# Data for this exercise start

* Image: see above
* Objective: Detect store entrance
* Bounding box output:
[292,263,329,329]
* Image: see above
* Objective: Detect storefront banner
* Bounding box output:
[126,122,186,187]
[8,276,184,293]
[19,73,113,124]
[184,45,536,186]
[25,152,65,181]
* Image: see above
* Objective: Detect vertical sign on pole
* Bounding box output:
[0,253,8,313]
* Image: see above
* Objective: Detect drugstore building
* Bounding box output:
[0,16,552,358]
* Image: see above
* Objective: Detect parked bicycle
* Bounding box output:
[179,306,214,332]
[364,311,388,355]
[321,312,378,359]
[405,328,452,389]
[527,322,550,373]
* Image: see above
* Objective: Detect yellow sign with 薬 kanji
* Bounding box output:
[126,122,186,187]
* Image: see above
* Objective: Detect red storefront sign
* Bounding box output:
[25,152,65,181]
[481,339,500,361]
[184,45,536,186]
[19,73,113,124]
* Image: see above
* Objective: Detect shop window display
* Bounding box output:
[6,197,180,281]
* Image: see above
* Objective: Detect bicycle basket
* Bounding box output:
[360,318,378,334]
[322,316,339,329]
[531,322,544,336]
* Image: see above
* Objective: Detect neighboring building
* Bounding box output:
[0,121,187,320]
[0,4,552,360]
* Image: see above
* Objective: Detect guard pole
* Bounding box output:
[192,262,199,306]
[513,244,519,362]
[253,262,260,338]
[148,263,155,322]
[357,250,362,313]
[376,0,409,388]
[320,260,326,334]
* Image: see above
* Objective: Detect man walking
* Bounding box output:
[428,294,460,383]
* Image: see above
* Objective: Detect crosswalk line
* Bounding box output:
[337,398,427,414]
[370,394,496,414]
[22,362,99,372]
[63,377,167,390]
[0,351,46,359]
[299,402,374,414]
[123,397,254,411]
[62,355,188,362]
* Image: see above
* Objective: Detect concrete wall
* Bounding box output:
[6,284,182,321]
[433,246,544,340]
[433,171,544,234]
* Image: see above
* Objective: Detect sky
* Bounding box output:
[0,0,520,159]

# Data for this exercise end

**What you have to do**
Pick out each line of the records that contains the word "building", and copy those lines.

**Task solution**
* Objective: Detect drugstore building
* Objective: Detect neighboring building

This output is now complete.